Collection entries:
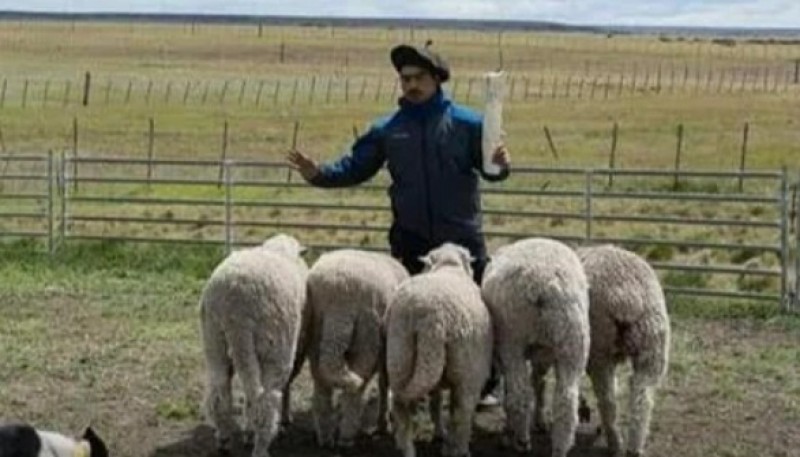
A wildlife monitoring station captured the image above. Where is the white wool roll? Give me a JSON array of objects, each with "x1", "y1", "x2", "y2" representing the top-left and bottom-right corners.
[{"x1": 482, "y1": 71, "x2": 506, "y2": 175}]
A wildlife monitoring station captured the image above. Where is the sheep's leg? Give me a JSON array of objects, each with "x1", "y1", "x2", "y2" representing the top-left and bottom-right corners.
[
  {"x1": 442, "y1": 386, "x2": 481, "y2": 457},
  {"x1": 589, "y1": 361, "x2": 622, "y2": 456},
  {"x1": 252, "y1": 388, "x2": 283, "y2": 457},
  {"x1": 531, "y1": 362, "x2": 550, "y2": 433},
  {"x1": 281, "y1": 346, "x2": 305, "y2": 428},
  {"x1": 338, "y1": 379, "x2": 369, "y2": 448},
  {"x1": 378, "y1": 352, "x2": 389, "y2": 434},
  {"x1": 627, "y1": 350, "x2": 667, "y2": 456},
  {"x1": 231, "y1": 333, "x2": 280, "y2": 457},
  {"x1": 312, "y1": 381, "x2": 336, "y2": 448},
  {"x1": 392, "y1": 398, "x2": 417, "y2": 457},
  {"x1": 500, "y1": 349, "x2": 531, "y2": 451},
  {"x1": 428, "y1": 389, "x2": 446, "y2": 441},
  {"x1": 550, "y1": 362, "x2": 584, "y2": 457},
  {"x1": 203, "y1": 322, "x2": 239, "y2": 451}
]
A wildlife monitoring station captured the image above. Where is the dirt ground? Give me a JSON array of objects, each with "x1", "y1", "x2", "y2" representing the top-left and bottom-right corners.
[{"x1": 0, "y1": 282, "x2": 800, "y2": 457}]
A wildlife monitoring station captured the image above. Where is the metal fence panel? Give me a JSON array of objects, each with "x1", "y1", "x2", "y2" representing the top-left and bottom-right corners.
[{"x1": 0, "y1": 153, "x2": 800, "y2": 308}]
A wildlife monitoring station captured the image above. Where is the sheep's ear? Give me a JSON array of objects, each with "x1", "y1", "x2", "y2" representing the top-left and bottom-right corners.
[{"x1": 419, "y1": 251, "x2": 433, "y2": 270}]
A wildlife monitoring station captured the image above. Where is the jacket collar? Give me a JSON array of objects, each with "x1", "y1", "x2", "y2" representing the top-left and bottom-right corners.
[{"x1": 397, "y1": 87, "x2": 450, "y2": 117}]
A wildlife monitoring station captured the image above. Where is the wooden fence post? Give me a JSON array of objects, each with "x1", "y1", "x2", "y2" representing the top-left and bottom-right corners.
[
  {"x1": 72, "y1": 116, "x2": 78, "y2": 191},
  {"x1": 83, "y1": 71, "x2": 92, "y2": 106},
  {"x1": 217, "y1": 119, "x2": 228, "y2": 189},
  {"x1": 672, "y1": 124, "x2": 683, "y2": 190},
  {"x1": 544, "y1": 125, "x2": 559, "y2": 161},
  {"x1": 608, "y1": 122, "x2": 619, "y2": 189},
  {"x1": 739, "y1": 122, "x2": 750, "y2": 192}
]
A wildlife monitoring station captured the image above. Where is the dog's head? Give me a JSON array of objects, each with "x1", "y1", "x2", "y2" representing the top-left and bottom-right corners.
[{"x1": 81, "y1": 427, "x2": 108, "y2": 457}]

WHAT THE EXERCISE ASKS:
Repeat each line of the records above exactly, but do not copy the pictures.

THE SOLUTION:
A wildlife monitoring station captured the image above. Where is the white wool roll? Give me a JSON array of objects, each with "x1", "y1", "x2", "y2" representing the top-left and bottom-right corners.
[{"x1": 482, "y1": 71, "x2": 506, "y2": 175}]
A wildlife monitoring station captured the image above. Where is the sheep's leg? Give me a JSON array of objects, each with "x1", "y1", "x2", "y2" representing the top-left and bottom-right corners.
[
  {"x1": 442, "y1": 386, "x2": 481, "y2": 457},
  {"x1": 589, "y1": 361, "x2": 622, "y2": 456},
  {"x1": 252, "y1": 388, "x2": 283, "y2": 457},
  {"x1": 531, "y1": 362, "x2": 550, "y2": 433},
  {"x1": 281, "y1": 346, "x2": 305, "y2": 428},
  {"x1": 338, "y1": 379, "x2": 369, "y2": 448},
  {"x1": 378, "y1": 352, "x2": 389, "y2": 434},
  {"x1": 627, "y1": 350, "x2": 667, "y2": 456},
  {"x1": 231, "y1": 333, "x2": 280, "y2": 457},
  {"x1": 312, "y1": 381, "x2": 336, "y2": 448},
  {"x1": 392, "y1": 398, "x2": 417, "y2": 457},
  {"x1": 500, "y1": 349, "x2": 531, "y2": 451},
  {"x1": 428, "y1": 389, "x2": 446, "y2": 441},
  {"x1": 550, "y1": 362, "x2": 584, "y2": 457},
  {"x1": 203, "y1": 322, "x2": 239, "y2": 451}
]
A wildlife monitoring station captured the image above. Where is the dirt ground? Give me a JSON array of objects, each with "x1", "y1", "x2", "y2" representing the top-left and bottom-right corners.
[{"x1": 0, "y1": 282, "x2": 800, "y2": 457}]
A wildlife monitoring station captured the image above. Where is the metal fence panel? Give me a JSON array of objects, each with "x1", "y1", "x2", "y2" representing the top-left and bottom-right corners.
[{"x1": 0, "y1": 153, "x2": 800, "y2": 308}]
A wildlife monitoring station captured the image above. Where is the sheep's ear? Give me a JSON array of objects, each with "x1", "y1", "x2", "y2" representing the top-left and bottom-right corners.
[{"x1": 419, "y1": 251, "x2": 433, "y2": 270}]
A wildlife monitoring station captured the image above. Where is the jacket collar? Give me a JSON array of objects, each with "x1", "y1", "x2", "y2" representing the top-left and bottom-right corners.
[{"x1": 397, "y1": 87, "x2": 450, "y2": 117}]
A wildlife monitoring station captured the image above. Where is the wooden fence post? Give me a JSON array of objects, each with "x1", "y1", "x2", "y2" representing the top-left and bottom-right corners.
[
  {"x1": 72, "y1": 116, "x2": 78, "y2": 191},
  {"x1": 83, "y1": 71, "x2": 92, "y2": 106},
  {"x1": 217, "y1": 119, "x2": 228, "y2": 189},
  {"x1": 672, "y1": 124, "x2": 683, "y2": 190},
  {"x1": 544, "y1": 125, "x2": 559, "y2": 161},
  {"x1": 608, "y1": 122, "x2": 619, "y2": 189},
  {"x1": 739, "y1": 122, "x2": 750, "y2": 192}
]
A wildlife monitoring station captured the image above. Where is the dog's head? Give me a JSON array of objects, each with "x1", "y1", "x2", "y2" representing the top-left and bottom-right corners.
[{"x1": 81, "y1": 427, "x2": 108, "y2": 457}]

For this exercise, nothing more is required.